# TASK DETAILS:
Collect all lines in the records below that contain the word "every", and reproduce each such line in full.

((

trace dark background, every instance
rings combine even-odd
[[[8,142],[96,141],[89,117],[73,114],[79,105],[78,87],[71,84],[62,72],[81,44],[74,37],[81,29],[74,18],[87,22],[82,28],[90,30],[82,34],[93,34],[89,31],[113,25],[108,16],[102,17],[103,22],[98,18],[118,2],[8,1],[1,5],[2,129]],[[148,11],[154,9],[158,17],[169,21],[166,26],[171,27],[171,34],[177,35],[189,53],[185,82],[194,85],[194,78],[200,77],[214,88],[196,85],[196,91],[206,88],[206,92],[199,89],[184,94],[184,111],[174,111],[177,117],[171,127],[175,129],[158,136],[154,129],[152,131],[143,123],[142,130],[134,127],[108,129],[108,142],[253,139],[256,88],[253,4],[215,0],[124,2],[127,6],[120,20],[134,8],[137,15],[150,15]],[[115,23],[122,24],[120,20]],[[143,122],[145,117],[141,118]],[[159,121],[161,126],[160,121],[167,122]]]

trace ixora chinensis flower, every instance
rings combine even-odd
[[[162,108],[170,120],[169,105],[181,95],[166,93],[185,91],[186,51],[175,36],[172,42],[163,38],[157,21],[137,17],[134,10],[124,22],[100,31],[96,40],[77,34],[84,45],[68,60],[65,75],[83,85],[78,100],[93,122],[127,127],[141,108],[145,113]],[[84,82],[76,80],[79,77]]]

))
((

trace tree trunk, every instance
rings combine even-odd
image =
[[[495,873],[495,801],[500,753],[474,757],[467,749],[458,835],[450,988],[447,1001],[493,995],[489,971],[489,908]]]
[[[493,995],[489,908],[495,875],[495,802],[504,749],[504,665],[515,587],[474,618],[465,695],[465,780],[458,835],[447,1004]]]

))

# RESPONSE:
trace dark background, every instance
trace ixora chinensis flower, every instance
trace tree trunk, every instance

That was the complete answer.